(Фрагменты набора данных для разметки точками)
***

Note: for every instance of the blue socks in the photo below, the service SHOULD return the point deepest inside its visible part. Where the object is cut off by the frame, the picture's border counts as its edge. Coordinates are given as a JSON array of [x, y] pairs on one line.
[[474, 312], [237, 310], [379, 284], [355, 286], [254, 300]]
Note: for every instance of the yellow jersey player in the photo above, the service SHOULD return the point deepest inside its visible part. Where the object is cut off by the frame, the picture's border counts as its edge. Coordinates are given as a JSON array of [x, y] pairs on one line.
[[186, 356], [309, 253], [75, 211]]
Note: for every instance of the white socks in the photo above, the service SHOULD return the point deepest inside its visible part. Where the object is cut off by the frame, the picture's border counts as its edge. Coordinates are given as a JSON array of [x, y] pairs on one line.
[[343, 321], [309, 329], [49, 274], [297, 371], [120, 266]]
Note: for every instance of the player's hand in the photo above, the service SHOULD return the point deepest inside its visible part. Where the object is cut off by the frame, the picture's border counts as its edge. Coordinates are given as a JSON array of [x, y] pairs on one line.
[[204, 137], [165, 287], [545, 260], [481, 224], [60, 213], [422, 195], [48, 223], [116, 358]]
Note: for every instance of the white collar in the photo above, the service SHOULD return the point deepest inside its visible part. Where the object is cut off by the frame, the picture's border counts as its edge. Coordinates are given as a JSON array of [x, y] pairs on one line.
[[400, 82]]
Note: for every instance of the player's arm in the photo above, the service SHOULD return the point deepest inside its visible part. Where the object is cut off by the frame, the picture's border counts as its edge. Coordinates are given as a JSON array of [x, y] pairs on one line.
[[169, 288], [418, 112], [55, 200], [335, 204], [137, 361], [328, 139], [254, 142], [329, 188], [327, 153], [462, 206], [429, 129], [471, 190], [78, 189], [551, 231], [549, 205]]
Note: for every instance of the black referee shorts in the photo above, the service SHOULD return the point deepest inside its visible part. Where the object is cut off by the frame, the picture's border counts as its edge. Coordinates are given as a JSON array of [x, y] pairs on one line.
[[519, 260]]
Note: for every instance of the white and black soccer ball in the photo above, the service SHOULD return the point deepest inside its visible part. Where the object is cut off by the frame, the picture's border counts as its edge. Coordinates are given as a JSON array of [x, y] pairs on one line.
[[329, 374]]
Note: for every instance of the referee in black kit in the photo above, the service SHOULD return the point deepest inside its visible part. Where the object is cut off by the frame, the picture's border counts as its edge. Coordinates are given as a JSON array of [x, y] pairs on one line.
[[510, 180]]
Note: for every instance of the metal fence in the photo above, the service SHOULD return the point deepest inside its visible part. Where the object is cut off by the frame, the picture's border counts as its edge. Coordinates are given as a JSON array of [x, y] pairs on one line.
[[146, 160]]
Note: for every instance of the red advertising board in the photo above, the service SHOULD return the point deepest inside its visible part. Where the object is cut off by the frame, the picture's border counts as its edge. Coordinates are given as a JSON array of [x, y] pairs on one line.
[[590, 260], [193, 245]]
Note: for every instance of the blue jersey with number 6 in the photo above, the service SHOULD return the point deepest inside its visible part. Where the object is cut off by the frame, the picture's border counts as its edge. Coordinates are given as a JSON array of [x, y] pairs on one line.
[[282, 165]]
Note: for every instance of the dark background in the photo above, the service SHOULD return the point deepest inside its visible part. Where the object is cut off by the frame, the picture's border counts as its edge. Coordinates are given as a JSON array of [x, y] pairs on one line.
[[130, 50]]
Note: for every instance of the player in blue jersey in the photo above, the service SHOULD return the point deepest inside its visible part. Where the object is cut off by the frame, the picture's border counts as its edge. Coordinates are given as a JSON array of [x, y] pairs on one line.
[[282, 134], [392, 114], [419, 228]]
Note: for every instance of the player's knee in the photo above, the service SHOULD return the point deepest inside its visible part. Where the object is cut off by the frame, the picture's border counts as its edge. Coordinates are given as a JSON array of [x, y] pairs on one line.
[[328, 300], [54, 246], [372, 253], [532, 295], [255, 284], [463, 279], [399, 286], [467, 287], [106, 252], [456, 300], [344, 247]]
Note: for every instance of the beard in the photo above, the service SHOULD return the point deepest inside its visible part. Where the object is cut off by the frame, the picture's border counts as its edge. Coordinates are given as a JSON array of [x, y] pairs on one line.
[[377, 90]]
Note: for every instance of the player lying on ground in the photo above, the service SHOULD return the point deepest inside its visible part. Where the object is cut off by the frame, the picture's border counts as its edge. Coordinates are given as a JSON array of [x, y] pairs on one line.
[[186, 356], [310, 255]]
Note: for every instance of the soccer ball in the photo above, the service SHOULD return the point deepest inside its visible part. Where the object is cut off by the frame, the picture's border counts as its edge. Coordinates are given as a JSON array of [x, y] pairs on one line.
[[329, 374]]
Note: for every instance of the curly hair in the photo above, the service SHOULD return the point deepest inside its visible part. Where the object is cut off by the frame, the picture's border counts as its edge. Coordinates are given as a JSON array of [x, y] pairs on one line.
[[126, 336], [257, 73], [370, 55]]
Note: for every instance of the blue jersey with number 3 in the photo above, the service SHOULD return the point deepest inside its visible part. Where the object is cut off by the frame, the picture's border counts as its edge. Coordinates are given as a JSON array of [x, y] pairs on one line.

***

Воспроизведите все записи выше слово в слово, ничего не меняя и не пропуская.

» **ОЖИДАЕМЫЙ ОТВЕТ**:
Note: for every instance of the blue socks in the photo below, the service SHOULD return the point deepest inside its visible part. Where the object is cut off by the frame, the picture's border counts as its edge. Coordinates are given as a JSON array of [x, y] pairs on one line.
[[474, 312], [237, 310], [379, 284], [355, 286], [254, 300]]
Note: for every instance of the yellow jersey player in the photo above, the service SHOULD return the point deepest inside its visible part. Where the object is cut off by the frame, the picture's border counts as its edge. Coordinates are given as a JSON array of [x, y] pairs on one line.
[[186, 356], [309, 253], [75, 211]]
Note: for every instance of the white socks in the photo above, the service SHOULD return the point deepest inside its visible part. Where the object is cut off by the frame, the picture's border counts as its edge. Coordinates are given as a JSON array of [x, y] pairs on one line.
[[343, 321], [309, 329], [49, 274], [297, 371], [120, 266]]
Note: for every instance of the player's hand in the photo above, the service SHOULD return the point deepest inside its visible part. Where the object is cut off by the frame, the picture's border counts as its edge. Coordinates are given as a JSON array of [x, y] pairs on one line.
[[204, 137], [165, 287], [545, 260], [481, 224], [60, 213], [422, 195], [48, 223], [116, 358]]
Note: for every instance of the white collar in the photo above, the service SHOULD return the point deepest inside its visible part. Where the object is cut off by the frame, the picture's border counts as its edge. Coordinates are given as a JSON array of [x, y] pairs on one line.
[[400, 82]]
Note: for every instance of the player's arm in the photo above, the service SHOULD return the point deepest inside its visible part. Where the object is cut off by the frame, the picture's border counts as its edge. Coordinates are given as a JSON array of [x, y] pairs on one line.
[[169, 288], [418, 112], [55, 200], [335, 204], [137, 361], [328, 139], [254, 142], [329, 188], [327, 153], [462, 206], [429, 129], [471, 190], [78, 189], [551, 231], [549, 205]]
Note: for every instance of the black referee shorts in the photo above, the service SHOULD return the point deepest inside its visible part. Where the object is cut off by the frame, the picture's border counts as its edge. Coordinates are given as a JSON array of [x, y] pairs on one line.
[[519, 260]]
Note: for every instance of the white and black soccer ball in the photo above, the service SHOULD return the point deepest inside its visible part. Where the object is cut off by the frame, the picture's border counts as its edge. Coordinates are given as a JSON array of [x, y] pairs on one line.
[[329, 374]]
Note: for every instance of the referee in black kit in the photo above, the service SHOULD return the point deepest inside its visible part. Where the object is cut off by the frame, the picture's border counts as its edge. Coordinates are given as a JSON array of [x, y] pairs on one line.
[[510, 180]]
Note: for every instance of the metal fence in the photo above, the service SHOULD return the point deepest inside its visible part. Where the object is cut off by the frame, the picture's border counts as its edge. Coordinates are given as a JSON array of [x, y] pairs on one line.
[[146, 160]]
Note: for every instance of the red advertising board in the photo above, the service SHOULD return the point deepest inside its visible part. Where the object is cut off by the frame, the picture's border counts as its edge. Coordinates are given as a JSON array of [x, y] pairs on one line.
[[590, 260], [193, 245]]
Note: for every instance of the blue jersey with number 6 in the photo above, the service SHOULD return the point deepest inside its visible part. Where the object is cut off by the frame, the picture's border counts as its edge. Coordinates are given as a JSON array of [x, y] pairs on one line.
[[282, 165]]
Note: for every instance of the dark background in the photo above, the service SHOULD return the point deepest inside its visible part. Where the object is cut off by the frame, the picture's border counts as its edge. Coordinates are given as a JSON array of [x, y] pairs on one line.
[[130, 50]]
Note: for every instance of the player in blue jersey in the photo above, the service SHOULD return the point deepest inside its visible part. Where the object is cut off by the frame, the picture's border counts as its edge. Coordinates are given as a JSON array of [x, y] pairs on one line.
[[282, 134], [392, 114], [419, 228]]
Note: for every instance of the player's knee in the photo above, the service SHOULD return the point deepest inside its visible part. Where the object is cut off by the frame, the picture's border counts as its edge. Coordinates are given as a JSON array of [x, y] pairs on one line.
[[328, 300], [54, 246], [372, 253], [532, 295], [255, 284], [463, 279], [399, 286], [467, 287], [106, 252], [456, 300], [344, 247]]
Note: for every instance of the beard in the photo above, the service SHOULD return the point deepest inside its visible part. Where the object is cut off by the frame, the picture's border counts as its edge. Coordinates are given as a JSON array of [x, y] pairs on one line.
[[377, 90]]
Note: for every instance of the player lying on ground in the photo above, the service SHOULD return the point deepest inside its visible part. Where the object is cut off by the frame, the picture's border counts as its edge. Coordinates are given as a JSON array of [x, y] pairs on one line.
[[186, 356], [310, 255]]
Note: for every instance of the soccer ball in the photo above, the service SHOULD return the point deepest inside its visible part. Where the object is cut off by the frame, the picture's border counts as its edge. Coordinates are given as a JSON array of [x, y] pairs on one line.
[[329, 374]]
Note: for every instance of the curly hair in the photo above, the service SHOULD return the point deepest inside its visible part. Where the object is cut off by the frame, the picture's border counts as its edge. Coordinates are given as a JSON array of [x, y] pairs on one line.
[[126, 336], [257, 73], [370, 55]]
Note: for every instance of the blue jersey with number 3 in the photo above, the service SHOULD return the point deepest inside its visible part. Where the object is cut off by the frame, the picture's border counts as its edge. Coordinates are given as a JSON array of [x, y] pairs on one line.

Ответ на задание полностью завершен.